### The exercise
Please filter the listing below down to the lines that contain the string "locate", treating matches as case-sensitive.

(Data listing)
------------------------------
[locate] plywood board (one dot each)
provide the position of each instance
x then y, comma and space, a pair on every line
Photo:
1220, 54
------------------------------
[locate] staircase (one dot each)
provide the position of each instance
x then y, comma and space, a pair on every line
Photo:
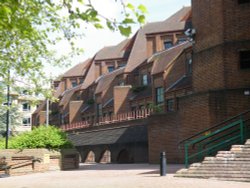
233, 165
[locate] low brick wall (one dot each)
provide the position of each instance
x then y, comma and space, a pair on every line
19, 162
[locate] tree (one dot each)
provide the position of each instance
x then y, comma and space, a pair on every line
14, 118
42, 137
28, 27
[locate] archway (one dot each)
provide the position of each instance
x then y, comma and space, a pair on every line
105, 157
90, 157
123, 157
------------------------------
### Complete response
[locate] plywood board (one dot each)
[locate] staircase (one dot each)
[locate] low brick wall (one dot each)
[locate] tree (one dot each)
[locate] archway (one dot each)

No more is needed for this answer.